■ **Assignment 1**: Copy everything in the passage on parenting and school from "When a child is" down to "to be successful.".
■ **Assignment 2**: In the passage on parenting and school, what does Dr Judith Locke say the term anxiety means?
■ **Assignment 3**: List the responsibilities that Locke says students in the last year of high school have not had to juggle, according to the passage on parenting and school.
━━━ Document extract
Clinical psychologist Dr Judith Locke

Clinical psychologist Dr Judith Locke Photo: Supplied

Locke says her next book in the Bonsai series may well be a guide for teachers.

"Parents want the best for their child and they misunderstand that there's an important part to a child being disappointed. As I say to parents all the time, if your child is not being disappointed by the school on a semi-regular basis, you're not getting your value for money - they need to be disappointed by the school.

"But unfortunately, these days, when parents know that their child is disappointed they're often up at the school saying to the teacher 'Why did you not put my child in the class with their best friend? Or why did you not give them an A on their assignment [when] they worked so hard?'

"Teachers need to be able to explain those decisions back [to the parents]. So it's a hard thing because everybody's doing the best they can. Nobody's doing this deliberately. But it just needs to be some explanation to them, a palatable explanation, so that the parents are on board, as well.'

In the last year of high school, parents often let a child skip doing chores so they can study, Locke says, but this prevents the child from learning how to juggle different demands.

"They haven't had to juggle responsibilities of doing their chores, as well as studying for the exam, as well as doing a part-time job, which is what they're gonna face when they leave school, whether they go to university, whether they work, whatever they do. They're gonna have to juggle a lot more, and they can't, they have had no experience of juggling the year before. It really doesn't set them up well for that first year. "

The cultural overuse of "therapy speak" - a tendency to exaggerate feelings using therapeutic terms - doesn't help the situation, Locke says.

Although anxiety can develop from 'nerves', it is actually a separate thing, she says.

"Anxiety is a very, very specific term. It means a fear that is greater than the situation demands. And it also has a huge impact on your [general] well-being.

"We've kind of pathologised normal nerves into things that are greater than the child can face. And so I think what needs to happen is a gentle sort of pushback."

When a child is nervous about school, often the best thing a parent can do is listen and empathise, she says. It's good to normalise their nerves and show you're comfortable with more than one outcome rather than assuring them that they're going to be successful.

"A parent will often say "No, you're not going to fail, you're going to be okay. You've worked really hard for this' whereas I think you've got to get a little bit more 'Well, let's see what happens."

When a child has a learning difficulty or disability, parents can often fall into the 'nurturer trap' where they offer a little bit too much help, Locke says.

"Inadvertently what happens with that is that the child actually doesn't get the opportunities to slowly step up and face more challenging things because the parents are stepping in too much and not slowly stepping back from stepping in."

The first step in stepping back is to not offer help before the child asks for it, she says.

Sitting next to them all the time will make them reliant on constant praise.

"If your child is, say, eight years old, and you are regularly sitting with them doing their homework, what you need to do say when they turn nine or when they come into a new year of school is 'Well, I'm not going to sit with you anymore to do your homework. If you've got any problems you can come and ask me but I'm going to see how much you can do by yourself."

When a child asks you for help with their schoolwork, get them to help you in return, Locke suggests.

"You're in the kitchen, cutting up the vegetables, and they come and say, 'Can you help me with this?' You say 'Absolutely, if you can help me cut these vegetables for a while'. So you start to slowly get them owning their [own] work and also owning the assistance that you give them and working for that, as well. There are good ways you can do that and that's developing their independence."
━━━━━━
━━━ Information shown
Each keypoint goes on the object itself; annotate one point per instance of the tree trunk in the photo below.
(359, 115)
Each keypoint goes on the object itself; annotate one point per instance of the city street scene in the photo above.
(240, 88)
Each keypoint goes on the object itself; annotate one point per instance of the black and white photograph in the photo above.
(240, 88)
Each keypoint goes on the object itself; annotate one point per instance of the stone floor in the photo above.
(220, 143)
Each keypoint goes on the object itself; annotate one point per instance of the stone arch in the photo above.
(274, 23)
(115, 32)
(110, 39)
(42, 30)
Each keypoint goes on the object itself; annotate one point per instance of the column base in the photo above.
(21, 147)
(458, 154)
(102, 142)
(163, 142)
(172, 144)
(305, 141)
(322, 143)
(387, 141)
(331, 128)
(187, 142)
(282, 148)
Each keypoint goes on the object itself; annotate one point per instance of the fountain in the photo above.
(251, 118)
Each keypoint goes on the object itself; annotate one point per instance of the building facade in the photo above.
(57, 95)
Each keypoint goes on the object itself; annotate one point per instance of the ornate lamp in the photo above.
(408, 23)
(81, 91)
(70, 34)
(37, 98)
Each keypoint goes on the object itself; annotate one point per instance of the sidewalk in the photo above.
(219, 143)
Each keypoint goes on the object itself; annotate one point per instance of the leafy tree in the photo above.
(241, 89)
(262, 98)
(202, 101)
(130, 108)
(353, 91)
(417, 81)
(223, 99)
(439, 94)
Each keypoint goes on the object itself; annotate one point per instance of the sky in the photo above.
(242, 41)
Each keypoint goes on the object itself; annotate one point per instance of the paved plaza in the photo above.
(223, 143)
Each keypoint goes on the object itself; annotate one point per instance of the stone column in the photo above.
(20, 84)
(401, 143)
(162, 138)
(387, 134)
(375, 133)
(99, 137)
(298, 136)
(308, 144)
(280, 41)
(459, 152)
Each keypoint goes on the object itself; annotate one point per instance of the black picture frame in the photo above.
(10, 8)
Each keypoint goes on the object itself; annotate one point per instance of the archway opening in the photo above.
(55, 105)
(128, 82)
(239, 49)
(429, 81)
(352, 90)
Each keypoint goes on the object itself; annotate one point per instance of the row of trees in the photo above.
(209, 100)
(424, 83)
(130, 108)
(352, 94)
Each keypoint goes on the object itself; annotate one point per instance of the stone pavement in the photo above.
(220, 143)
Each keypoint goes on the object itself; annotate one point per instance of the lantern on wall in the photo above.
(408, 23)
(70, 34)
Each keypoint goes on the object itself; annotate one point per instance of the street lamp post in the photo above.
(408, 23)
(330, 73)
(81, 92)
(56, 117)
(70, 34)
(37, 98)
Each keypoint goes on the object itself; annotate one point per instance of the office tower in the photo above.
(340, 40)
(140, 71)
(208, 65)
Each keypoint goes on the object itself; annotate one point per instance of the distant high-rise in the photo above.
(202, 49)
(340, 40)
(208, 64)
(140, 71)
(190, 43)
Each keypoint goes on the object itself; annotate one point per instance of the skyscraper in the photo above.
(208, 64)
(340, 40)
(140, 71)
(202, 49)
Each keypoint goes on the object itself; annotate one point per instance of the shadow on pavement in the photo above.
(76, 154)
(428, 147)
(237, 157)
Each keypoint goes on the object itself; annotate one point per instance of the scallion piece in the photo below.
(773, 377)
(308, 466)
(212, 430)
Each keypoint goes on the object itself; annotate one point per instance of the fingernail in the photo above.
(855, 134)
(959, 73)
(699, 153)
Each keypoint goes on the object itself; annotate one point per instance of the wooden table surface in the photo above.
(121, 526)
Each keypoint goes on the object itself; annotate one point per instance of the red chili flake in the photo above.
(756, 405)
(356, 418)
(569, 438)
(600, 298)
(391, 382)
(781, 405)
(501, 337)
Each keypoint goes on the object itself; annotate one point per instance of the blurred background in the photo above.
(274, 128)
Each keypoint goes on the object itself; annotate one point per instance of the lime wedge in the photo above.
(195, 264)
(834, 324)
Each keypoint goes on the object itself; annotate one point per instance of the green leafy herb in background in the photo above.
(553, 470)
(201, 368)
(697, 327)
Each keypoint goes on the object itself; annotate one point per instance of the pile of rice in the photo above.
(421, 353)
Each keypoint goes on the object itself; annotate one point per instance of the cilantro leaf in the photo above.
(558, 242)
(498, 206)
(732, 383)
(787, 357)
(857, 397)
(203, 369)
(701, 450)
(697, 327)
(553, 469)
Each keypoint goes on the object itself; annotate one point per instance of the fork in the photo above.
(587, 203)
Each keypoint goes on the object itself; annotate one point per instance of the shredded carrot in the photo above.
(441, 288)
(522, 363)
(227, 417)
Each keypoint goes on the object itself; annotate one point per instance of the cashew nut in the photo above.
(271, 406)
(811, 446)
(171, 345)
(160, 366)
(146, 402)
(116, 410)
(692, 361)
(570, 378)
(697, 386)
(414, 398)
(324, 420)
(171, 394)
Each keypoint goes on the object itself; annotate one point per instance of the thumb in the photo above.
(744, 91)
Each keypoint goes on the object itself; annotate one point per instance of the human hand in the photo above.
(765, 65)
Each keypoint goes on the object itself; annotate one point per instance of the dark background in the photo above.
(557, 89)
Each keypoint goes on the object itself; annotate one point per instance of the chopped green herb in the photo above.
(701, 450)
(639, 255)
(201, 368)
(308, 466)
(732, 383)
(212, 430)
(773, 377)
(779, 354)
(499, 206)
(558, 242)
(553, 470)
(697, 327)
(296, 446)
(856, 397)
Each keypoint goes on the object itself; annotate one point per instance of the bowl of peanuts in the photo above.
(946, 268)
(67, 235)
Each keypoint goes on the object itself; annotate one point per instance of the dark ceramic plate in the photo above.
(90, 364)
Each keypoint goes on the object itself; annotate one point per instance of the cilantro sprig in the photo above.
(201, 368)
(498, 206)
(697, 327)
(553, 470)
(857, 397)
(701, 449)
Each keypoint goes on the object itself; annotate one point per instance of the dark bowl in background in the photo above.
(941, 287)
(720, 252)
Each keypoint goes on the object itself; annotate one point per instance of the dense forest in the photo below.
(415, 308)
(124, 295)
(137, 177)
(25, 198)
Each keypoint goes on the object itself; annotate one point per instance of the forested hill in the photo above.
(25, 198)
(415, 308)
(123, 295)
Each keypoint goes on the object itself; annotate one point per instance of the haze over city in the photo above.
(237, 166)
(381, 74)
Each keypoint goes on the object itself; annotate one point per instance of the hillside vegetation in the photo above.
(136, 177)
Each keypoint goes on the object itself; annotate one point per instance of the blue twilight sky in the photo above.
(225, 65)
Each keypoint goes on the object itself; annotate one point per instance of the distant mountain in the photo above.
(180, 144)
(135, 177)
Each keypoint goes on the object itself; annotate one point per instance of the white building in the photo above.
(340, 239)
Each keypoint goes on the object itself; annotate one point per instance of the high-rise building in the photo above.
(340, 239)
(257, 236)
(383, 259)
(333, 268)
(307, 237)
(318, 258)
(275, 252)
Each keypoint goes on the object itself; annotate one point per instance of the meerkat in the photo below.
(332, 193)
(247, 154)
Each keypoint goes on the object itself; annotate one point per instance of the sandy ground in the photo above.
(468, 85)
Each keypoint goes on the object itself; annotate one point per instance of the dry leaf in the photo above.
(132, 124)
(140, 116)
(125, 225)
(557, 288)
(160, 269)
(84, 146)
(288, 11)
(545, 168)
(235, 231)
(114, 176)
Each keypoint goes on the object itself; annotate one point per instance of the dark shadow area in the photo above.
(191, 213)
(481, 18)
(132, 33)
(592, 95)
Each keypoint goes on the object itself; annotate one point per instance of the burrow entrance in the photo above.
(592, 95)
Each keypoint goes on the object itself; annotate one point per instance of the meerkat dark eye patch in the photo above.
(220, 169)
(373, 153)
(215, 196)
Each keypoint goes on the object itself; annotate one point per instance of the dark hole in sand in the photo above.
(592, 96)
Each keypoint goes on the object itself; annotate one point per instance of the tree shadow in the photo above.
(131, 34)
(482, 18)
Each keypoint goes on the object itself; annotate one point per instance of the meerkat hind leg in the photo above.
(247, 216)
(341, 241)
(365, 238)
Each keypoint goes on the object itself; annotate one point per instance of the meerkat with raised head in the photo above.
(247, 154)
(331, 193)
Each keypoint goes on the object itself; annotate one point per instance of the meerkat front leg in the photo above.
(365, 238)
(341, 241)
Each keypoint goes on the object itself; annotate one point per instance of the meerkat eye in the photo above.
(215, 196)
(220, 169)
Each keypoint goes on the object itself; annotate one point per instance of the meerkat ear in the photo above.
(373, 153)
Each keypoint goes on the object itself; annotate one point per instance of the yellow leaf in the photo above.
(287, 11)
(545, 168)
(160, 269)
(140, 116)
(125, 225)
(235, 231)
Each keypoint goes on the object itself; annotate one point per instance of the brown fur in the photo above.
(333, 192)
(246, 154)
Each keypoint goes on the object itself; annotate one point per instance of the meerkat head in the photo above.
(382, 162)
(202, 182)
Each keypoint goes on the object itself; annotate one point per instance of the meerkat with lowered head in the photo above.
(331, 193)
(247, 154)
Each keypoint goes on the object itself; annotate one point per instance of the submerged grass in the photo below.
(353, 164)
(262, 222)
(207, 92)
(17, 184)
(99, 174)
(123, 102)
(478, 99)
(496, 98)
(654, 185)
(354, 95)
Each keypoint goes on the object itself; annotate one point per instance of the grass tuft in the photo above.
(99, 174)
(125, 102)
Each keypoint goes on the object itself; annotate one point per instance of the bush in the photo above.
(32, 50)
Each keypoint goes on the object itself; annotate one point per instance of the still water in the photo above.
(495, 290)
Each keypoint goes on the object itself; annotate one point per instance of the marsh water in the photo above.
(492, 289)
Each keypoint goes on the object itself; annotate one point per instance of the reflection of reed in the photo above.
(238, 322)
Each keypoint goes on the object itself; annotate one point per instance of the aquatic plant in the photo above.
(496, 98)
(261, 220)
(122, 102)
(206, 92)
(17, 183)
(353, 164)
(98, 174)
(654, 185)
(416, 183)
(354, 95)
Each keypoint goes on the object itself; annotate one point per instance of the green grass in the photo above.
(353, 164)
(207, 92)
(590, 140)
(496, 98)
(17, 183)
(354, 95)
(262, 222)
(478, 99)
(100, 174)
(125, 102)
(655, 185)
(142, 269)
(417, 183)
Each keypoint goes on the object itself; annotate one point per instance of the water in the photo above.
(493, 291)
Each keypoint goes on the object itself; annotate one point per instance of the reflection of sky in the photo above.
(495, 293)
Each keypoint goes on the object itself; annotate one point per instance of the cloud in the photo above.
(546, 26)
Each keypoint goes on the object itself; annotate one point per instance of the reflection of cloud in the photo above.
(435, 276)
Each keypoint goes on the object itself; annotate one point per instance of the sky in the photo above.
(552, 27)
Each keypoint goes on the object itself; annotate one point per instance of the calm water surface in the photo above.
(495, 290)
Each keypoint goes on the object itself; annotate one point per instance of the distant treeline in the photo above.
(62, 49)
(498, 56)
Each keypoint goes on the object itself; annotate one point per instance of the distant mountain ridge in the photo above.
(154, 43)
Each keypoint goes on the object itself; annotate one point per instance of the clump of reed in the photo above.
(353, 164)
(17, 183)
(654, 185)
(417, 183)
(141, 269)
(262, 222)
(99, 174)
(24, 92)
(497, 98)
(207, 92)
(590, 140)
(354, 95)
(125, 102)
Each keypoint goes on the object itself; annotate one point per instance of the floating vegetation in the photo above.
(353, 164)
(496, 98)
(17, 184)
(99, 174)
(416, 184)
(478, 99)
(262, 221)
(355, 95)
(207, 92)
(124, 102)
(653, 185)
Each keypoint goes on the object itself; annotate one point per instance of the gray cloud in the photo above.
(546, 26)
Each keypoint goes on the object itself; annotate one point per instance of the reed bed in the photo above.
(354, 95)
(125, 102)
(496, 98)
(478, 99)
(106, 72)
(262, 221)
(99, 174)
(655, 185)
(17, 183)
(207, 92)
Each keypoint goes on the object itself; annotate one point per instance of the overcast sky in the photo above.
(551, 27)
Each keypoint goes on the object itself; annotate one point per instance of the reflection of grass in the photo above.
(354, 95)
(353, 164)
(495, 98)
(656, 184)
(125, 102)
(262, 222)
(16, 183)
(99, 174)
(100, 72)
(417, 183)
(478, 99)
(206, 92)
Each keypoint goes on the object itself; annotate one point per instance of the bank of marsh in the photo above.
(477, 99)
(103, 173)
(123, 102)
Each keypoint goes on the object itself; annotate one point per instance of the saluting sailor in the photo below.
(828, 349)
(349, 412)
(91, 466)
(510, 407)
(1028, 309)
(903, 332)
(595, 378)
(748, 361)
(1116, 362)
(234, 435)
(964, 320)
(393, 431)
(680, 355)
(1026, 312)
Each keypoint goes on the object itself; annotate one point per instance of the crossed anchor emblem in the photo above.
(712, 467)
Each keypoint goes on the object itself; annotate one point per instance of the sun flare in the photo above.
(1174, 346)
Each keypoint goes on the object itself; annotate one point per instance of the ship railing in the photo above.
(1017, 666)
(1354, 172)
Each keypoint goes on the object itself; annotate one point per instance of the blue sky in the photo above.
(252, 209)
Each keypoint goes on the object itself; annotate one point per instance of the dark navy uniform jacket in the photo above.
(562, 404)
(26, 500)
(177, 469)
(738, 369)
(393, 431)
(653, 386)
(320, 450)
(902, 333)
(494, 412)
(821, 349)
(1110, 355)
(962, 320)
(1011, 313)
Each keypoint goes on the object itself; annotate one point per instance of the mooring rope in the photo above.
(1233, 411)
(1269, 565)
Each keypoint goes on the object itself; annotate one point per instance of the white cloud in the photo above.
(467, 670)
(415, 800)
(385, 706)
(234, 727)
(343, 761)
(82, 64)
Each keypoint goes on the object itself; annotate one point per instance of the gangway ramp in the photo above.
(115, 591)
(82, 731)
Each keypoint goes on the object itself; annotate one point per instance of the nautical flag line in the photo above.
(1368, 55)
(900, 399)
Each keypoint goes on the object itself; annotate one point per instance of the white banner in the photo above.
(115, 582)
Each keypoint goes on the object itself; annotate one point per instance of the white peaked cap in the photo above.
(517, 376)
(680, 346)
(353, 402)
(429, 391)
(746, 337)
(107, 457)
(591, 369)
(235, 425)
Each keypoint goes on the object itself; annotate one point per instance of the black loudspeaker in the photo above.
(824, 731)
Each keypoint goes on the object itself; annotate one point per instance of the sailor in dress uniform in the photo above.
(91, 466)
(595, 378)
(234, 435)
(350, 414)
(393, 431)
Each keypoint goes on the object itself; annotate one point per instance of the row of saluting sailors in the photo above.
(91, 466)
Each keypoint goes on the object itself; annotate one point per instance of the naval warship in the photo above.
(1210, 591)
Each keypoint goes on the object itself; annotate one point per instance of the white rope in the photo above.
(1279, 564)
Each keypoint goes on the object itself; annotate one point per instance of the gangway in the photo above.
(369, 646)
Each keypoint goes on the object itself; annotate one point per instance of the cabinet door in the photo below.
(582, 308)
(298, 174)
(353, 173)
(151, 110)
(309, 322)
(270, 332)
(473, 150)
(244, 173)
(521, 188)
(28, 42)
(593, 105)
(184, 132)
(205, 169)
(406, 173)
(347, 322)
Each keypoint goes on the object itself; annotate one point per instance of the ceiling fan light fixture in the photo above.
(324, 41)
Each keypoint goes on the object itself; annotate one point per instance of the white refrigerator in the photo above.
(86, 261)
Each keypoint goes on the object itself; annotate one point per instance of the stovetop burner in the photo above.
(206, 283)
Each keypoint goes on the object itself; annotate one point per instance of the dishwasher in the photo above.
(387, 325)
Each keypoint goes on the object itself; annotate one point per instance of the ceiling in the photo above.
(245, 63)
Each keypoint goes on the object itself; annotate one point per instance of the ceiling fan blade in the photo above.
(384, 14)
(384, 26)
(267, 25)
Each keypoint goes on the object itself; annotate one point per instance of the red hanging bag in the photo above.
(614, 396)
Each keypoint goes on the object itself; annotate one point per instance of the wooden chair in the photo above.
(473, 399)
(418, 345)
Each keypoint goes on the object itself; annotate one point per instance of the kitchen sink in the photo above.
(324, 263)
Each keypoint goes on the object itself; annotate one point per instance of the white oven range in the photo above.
━━━━━━
■ **Answer space 1**:
When a child is nervous about school, often the best thing a parent can do is listen and empathise, she says. It's good to normalise their nerves and show you're comfortable with more than one outcome rather than assuring them that they're going to be successful.

■ **Answer space 2**: A fear that is greater than the situation demands.

■ **Answer space 3**:
- Doing their chores
- Studying for the exam
- Doing a part-time job